**ATTIVITÀ 1**
Elenca tutte le frasi che il testo sul razzismo nel Nord Italia riporta tra virgolette come parole dette o scritte da qualcuno.
**ATTIVITÀ 2**
Prosegui il testo sul razzismo nel Nord Italia partendo dalla sua ultima frase.

**TESTO FORNITO**

Il sogno di Hitler, quello della Lega e la Lista di Mihai

del Gruppo EveryOne


Milano, 29 ottobre 2009. L'altro ieri, l'assistente di un leader politico notoriamente intollerante e già condannato per istigazione all'odio e per violenza razziale, ha scritto al Gruppo EveryOne - per conto dello stesso leader - criticando le accuse che rivolgiamo ai movimenti che inneggiano alla pulizia etnica nel Nord Italia: "Dovreste conoscerci meglio, prima di scrivere. Comunque, le accuse di razzismo che ci rivolgete non corrispondono a verità".


E' come se il più grosso e feroce dei gatti randagi negasse di aver mai dato la caccia ai topi ed è uno dei più gravi problemi che gli antirazzisti si trovano quotidianamente ad affrontare: aguzzini e persecutori riescono a creare per giustificare le proprie atrocità alibi talmente sofisticati da finire per convincersene realmente, dormendo sonni tranquilli anche dopo aver commesso azioni di una disumanità efferata. "Noi razzisti?" chiedono esterrefatti i sindaci-sceriffi quando si critica la loro politica contro le minoranze etniche.


Persino il vicesindaco di Milano, De Corato, rispose qualche tempo fa a Gianfranco Fini, che in nostra presenza gli aveva chiesto di usare umanità con una famiglia Rom perseguitata - famiglia distintasi fra l'altro per meriti civili - che "Milano non è intollerante, ma fa solo rispettare la legalità. Noi non combattiamo i diseredati, ma li aiutiamo ad integrarsi".


Incredibile! Eppure De Corato è riuscito a persuadere persino la propria coscienza della liceità delle politiche milanesi contro le etnie, i gruppi e le razze di minoranza. Naturalmente, poi, nessun aiuto è stato fornito alla famiglia, che è invece ancora assistita da privati cittadini e vive circondata dall'intolleranza promossa dalla politica meneghina: quella di destra con i fatti, quella di sinistra con proclami agghiaccianti.

**Record tratti da un dataset**
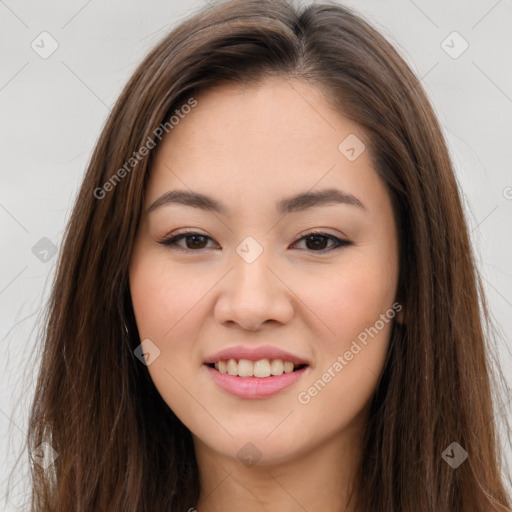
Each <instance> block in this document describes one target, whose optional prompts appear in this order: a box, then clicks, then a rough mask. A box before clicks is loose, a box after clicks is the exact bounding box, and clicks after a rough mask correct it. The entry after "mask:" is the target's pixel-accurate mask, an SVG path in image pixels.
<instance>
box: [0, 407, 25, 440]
mask: <svg viewBox="0 0 512 512" xmlns="http://www.w3.org/2000/svg"><path fill="white" fill-rule="evenodd" d="M0 412H1V413H2V414H3V415H4V416H5V417H6V418H7V419H8V420H9V422H10V423H12V424H13V425H14V426H15V427H16V428H17V429H18V430H19V431H20V432H21V433H22V434H23V435H24V436H25V437H27V434H26V432H25V431H24V430H23V429H21V428H20V427H18V425H16V423H14V421H12V419H11V418H10V417H9V416H8V415H7V414H5V412H4V411H3V410H2V409H0Z"/></svg>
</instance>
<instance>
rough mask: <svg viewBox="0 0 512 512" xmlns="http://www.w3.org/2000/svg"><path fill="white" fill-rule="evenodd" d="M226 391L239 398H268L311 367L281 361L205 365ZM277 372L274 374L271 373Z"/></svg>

**RISULTATO 1**
- "Dovreste conoscerci meglio, prima di scrivere. Comunque, le accuse di razzismo che ci rivolgete non corrispondono a verità"
- "Noi razzisti?"
- "Milano non è intollerante, ma fa solo rispettare la legalità. Noi non combattiamo i diseredati, ma li aiutiamo ad integrarsi"

**RISULTATO 2**
"Se questo è un uomo..." si chiedeva Primo Levi. Ma questo, purtroppo, è l'uomo. Poco prima di morire, assassinato dalla politica razzista della città di Pesaro, il vecchio e saggio Rom Mihai aveva detto a un attivista che "noi Rom dovremmo scrivere una lista con i nomi di tutti quelli che ci fanno del male, perché non sia dimenticato quello che stiamo passando".


La scriveremo e la terremo sempre aggiornata, con l'aiuto dei fratelli Rom, la "Lista di Mihai". Lo dobbiamo alla sua memoria. Riguardo ancora al "doping" con cui i razzisti italiani anestetizzano al propria coscienza, rendendola insensibile all'orrore e incapace di provare le "debolezze" dell'umanità e della solidarietà, un esempio di questa (terribile) capacità insita negli esseri umani viene da un uomo che è morto proprio oggi, 29 ottobre 2009, all'età di 96 anni.


Si chiamava Fritz Darges ed era l'ultimo assistente personale di Adolf Hitler ancora in vita. Qualche anno fa, rispondendo a un giornalista di Bild, Darges affermò di non provare alcun rimorso. "Ripeterei ogni azione compiuta durante gli anni del Terzo Reich," disse, "perché il nostro sogno era quello di costruire un grande impero tedesco".